**Text excerpt:**

— start —

From: Vincenzo Pellegrini
Subject: Re: [Discuss-gnuradio] synchronization throughout flowgraph
Date: Wed, 11 Mar 2009 23:45:28 +0100

Crystal clear.. :-)

thank you Tom

2009/3/11 Tom Rondeau <address@hidden>
On Tue, Mar 10, 2009 at 6:48 AM, Vincenzo Pellegrini <address@hidden> wrote:
> ThanksĀ  Tom,
>
> I had looked at it.
> I still have a question.
>
> It looks to me like the blocks down the line receive data from the upper
> ones and do noting with that data (so the state of block's local variable is
> frozen) but, I mean, there still is data flowing in and out those blocks.
>
> Is this assumption right?
>
> thanks
> again
>
> vincenzo

Yes, data still flows into the blocks. But, we tell the scheduler that
we have consumed all of the incoming data, but we do not produce any
output data unless the signal line has triggered. This, then, drops
the data from the incoming stream. So data can flow all day long and
be ignored until the trigger line goes high.

Tom



>
> 2009/3/9 Tom Rondeau <address@hidden>
>>
>> On Sun, Mar 8, 2009 at 8:20 PM, Vincenzo Pellegrini <address@hidden>
>> wrote:
>> > Hi everybody,
>> > just a very simple question:
>> > is there a clean way in GNURadio to do this
>> >
>> > source-->block1-->block2
>> >
>> > where:
>> > source sends let's say some gr_complex
>> > block 1 looks for some synchro signal within the flow
>> >
>> > block2 does absolutely nothing (i.e. does not process zeors or anything,
>> > simply it is frozen) untill block1 says: "well your frame starts here"

— end —

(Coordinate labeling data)
— start —

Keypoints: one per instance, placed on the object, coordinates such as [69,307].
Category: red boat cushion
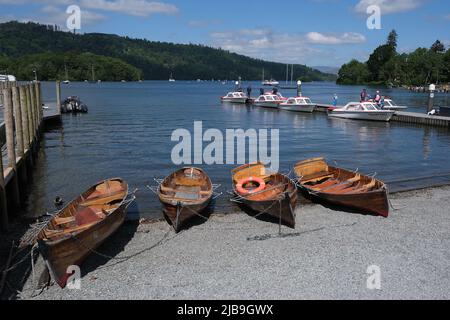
[86,216]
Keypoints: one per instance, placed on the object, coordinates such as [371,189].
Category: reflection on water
[127,133]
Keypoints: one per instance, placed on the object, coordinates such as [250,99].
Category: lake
[127,133]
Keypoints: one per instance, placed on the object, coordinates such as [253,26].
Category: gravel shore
[238,257]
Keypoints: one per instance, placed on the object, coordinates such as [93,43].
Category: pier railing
[20,133]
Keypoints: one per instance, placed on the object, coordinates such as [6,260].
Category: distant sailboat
[67,75]
[290,85]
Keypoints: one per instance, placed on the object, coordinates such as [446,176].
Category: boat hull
[271,105]
[371,203]
[342,187]
[282,207]
[308,108]
[72,251]
[358,115]
[178,210]
[235,100]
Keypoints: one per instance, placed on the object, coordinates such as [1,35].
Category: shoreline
[235,256]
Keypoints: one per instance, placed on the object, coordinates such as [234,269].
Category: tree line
[386,66]
[20,43]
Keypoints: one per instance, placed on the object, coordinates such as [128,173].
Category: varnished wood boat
[82,225]
[278,199]
[184,195]
[342,187]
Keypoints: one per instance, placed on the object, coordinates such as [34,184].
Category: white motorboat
[271,83]
[361,111]
[235,97]
[389,104]
[268,101]
[298,104]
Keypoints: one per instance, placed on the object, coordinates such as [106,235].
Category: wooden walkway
[23,120]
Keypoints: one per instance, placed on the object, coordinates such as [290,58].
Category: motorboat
[361,111]
[389,104]
[73,105]
[268,101]
[271,83]
[235,97]
[298,104]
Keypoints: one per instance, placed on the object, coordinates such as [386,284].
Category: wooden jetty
[22,126]
[406,117]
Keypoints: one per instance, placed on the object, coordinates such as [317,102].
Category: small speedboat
[271,83]
[265,192]
[82,226]
[184,195]
[235,97]
[361,111]
[268,101]
[342,187]
[298,104]
[73,105]
[389,104]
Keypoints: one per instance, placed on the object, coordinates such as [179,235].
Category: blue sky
[311,32]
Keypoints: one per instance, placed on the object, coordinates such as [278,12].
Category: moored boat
[268,101]
[267,193]
[389,104]
[82,226]
[361,111]
[235,97]
[184,195]
[73,105]
[298,104]
[342,187]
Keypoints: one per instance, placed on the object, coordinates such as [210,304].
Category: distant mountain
[27,46]
[325,69]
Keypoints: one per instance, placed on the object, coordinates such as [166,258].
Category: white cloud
[142,8]
[388,6]
[203,23]
[344,38]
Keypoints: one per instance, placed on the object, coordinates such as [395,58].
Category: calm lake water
[127,133]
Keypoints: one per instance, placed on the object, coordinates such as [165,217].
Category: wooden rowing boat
[278,199]
[185,194]
[82,226]
[342,187]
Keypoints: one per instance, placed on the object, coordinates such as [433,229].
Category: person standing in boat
[363,95]
[335,98]
[377,98]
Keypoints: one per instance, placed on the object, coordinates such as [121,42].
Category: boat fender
[240,185]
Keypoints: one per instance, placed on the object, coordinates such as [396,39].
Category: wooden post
[18,121]
[10,146]
[30,119]
[37,89]
[3,206]
[33,111]
[24,117]
[58,97]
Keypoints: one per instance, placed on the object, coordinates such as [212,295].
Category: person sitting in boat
[363,95]
[381,104]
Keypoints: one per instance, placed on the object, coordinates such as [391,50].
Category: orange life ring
[240,185]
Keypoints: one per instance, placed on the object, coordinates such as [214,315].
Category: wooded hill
[28,46]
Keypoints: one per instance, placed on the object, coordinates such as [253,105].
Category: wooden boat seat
[103,199]
[318,176]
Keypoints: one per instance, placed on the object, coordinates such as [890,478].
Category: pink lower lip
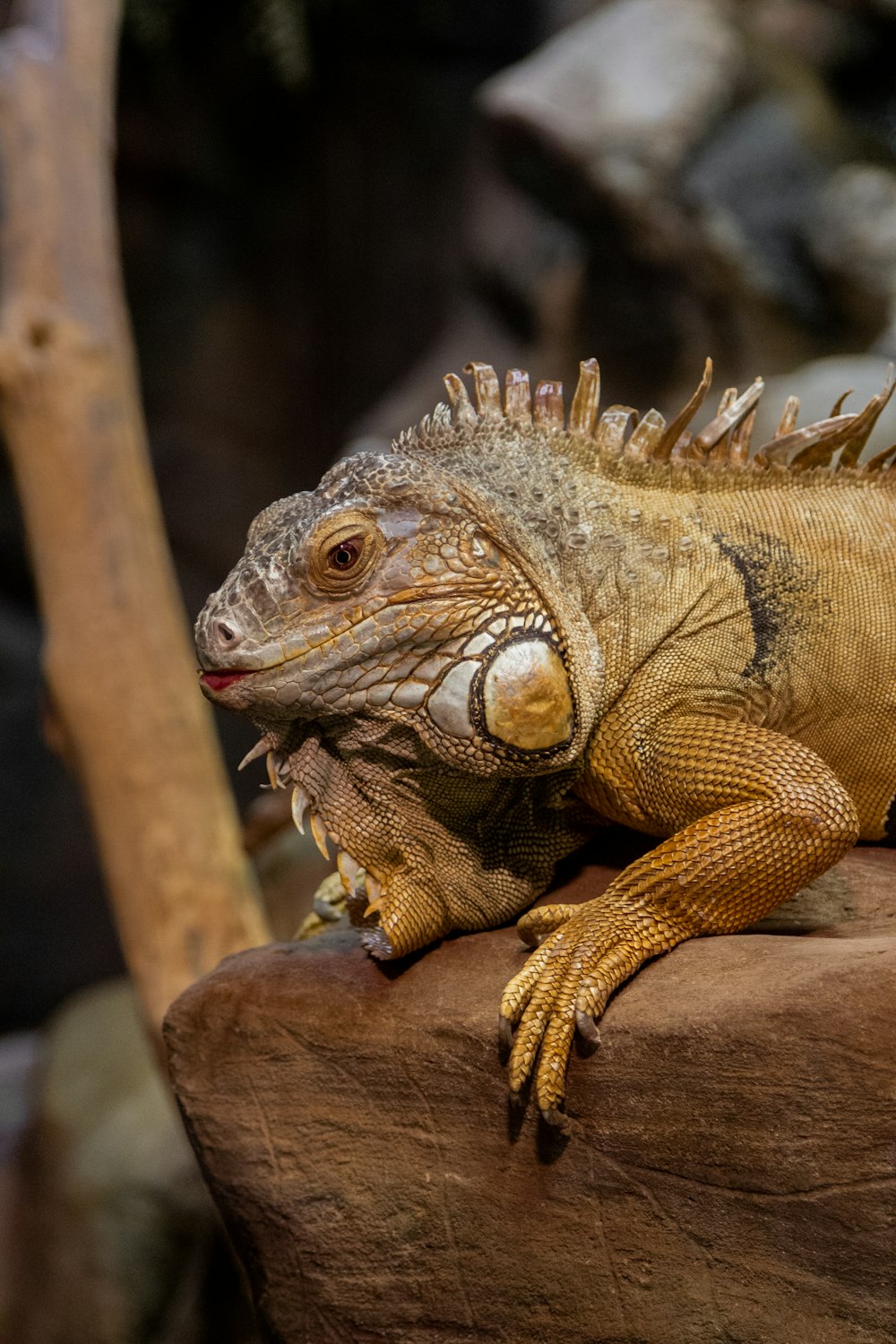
[218,680]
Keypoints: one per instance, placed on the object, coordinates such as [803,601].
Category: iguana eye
[346,554]
[343,550]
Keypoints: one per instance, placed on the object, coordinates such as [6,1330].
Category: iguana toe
[538,924]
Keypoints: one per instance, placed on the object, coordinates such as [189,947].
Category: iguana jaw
[438,849]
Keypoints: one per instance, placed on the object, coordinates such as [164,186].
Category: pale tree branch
[117,655]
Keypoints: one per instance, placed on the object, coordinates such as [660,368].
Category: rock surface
[728,1175]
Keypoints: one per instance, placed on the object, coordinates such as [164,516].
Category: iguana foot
[565,984]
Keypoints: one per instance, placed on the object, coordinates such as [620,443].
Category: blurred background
[327,204]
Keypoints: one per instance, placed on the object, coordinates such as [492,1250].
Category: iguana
[468,653]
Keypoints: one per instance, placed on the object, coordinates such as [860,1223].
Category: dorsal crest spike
[643,440]
[613,429]
[517,398]
[788,422]
[678,425]
[626,443]
[462,413]
[583,413]
[864,424]
[729,417]
[548,405]
[487,390]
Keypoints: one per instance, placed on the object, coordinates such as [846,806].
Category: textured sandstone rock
[728,1176]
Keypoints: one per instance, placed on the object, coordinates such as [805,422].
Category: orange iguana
[469,652]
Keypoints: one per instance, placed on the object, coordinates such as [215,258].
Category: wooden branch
[117,656]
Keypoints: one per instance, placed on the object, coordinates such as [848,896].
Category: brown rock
[728,1174]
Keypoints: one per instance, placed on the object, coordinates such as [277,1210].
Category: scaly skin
[469,653]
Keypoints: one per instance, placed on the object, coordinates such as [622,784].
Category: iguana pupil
[346,554]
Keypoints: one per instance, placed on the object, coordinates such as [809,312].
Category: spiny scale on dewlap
[468,652]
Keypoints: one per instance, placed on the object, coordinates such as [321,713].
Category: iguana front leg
[756,816]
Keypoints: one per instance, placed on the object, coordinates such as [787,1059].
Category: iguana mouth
[220,680]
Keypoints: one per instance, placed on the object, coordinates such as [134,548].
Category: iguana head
[405,648]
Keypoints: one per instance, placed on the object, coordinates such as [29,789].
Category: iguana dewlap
[469,652]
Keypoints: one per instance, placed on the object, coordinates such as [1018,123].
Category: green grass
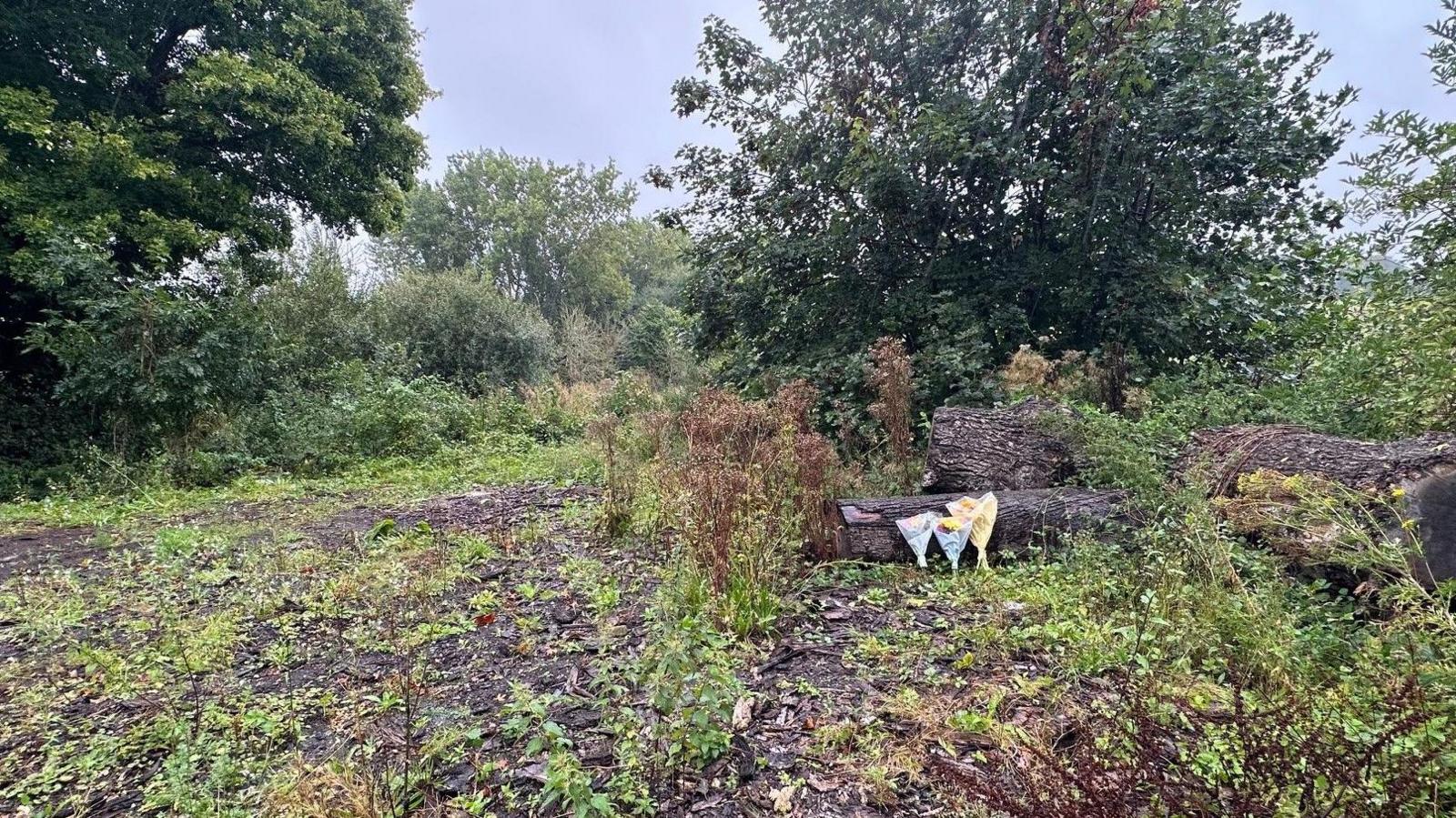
[500,460]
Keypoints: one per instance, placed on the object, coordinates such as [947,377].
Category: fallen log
[865,529]
[977,450]
[1419,473]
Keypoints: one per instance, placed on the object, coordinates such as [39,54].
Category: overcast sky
[587,80]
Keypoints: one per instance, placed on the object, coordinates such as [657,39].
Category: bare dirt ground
[138,643]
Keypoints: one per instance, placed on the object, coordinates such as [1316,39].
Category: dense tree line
[1121,179]
[1118,177]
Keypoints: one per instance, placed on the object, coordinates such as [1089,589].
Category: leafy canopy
[558,237]
[142,140]
[973,175]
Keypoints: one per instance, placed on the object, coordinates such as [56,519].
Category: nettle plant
[688,679]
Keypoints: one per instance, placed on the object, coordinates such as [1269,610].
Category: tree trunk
[977,450]
[865,529]
[1423,468]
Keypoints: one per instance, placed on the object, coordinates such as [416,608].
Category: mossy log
[1421,468]
[865,529]
[977,450]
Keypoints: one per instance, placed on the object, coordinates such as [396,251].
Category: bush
[586,349]
[1150,752]
[458,327]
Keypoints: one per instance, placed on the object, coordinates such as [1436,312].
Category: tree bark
[1222,454]
[1423,468]
[977,450]
[865,529]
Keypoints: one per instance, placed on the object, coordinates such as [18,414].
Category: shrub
[890,376]
[1314,752]
[460,328]
[652,341]
[586,349]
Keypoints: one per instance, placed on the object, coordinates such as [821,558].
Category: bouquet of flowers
[976,519]
[916,530]
[951,533]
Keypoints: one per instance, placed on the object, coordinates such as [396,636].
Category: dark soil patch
[43,549]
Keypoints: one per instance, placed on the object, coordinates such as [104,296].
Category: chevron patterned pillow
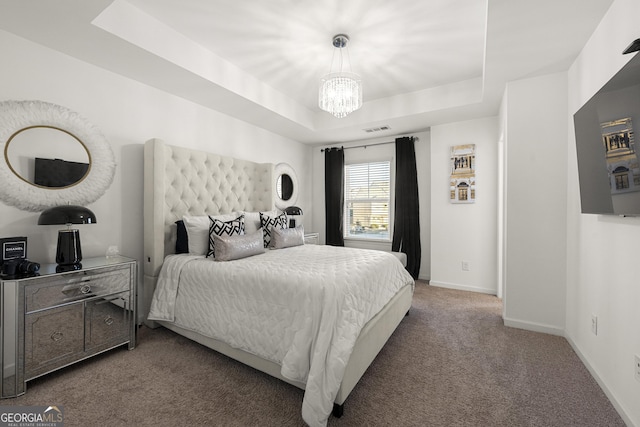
[267,222]
[223,228]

— end —

**Problem set:**
1. Locate every line in the records that contains the string "tree", and copy each one. Matches must have the same case.
2. Please continue the GNU Radio mailing-list message on flowgraph synchronization from the point where it stops.

**Results for the exercise:**
1.
Category: tree line
Category: pale tree branch
Category: dense tree line
Category: tree trunk
Category: tree bark

2.
>> > and
>> > delivers a vector for block 2 to work upon.
>> >
>> > It would be great if any body who's been doing this sort of things could
>> > provide some pointer to start from.
>> >
>> > thank you all
>> >
>> > vincenzo
>> >
>> > PS.
>> > If this is not a sane way to arrange a flowgraph for doing
>> > syncronization,
>> > please point me to the sane way... ;-)
>> > Maybe I should only use stream-oriented blocks that decide what to do
>> > and
>> > when, just based on some block internal state?
>>
>> Look at the OFDM code. We did something similar where the data went
>> out port 0 and a flag signal out of port 1. The other guys down the
>> line would not do anything until they saw the flag signal go high.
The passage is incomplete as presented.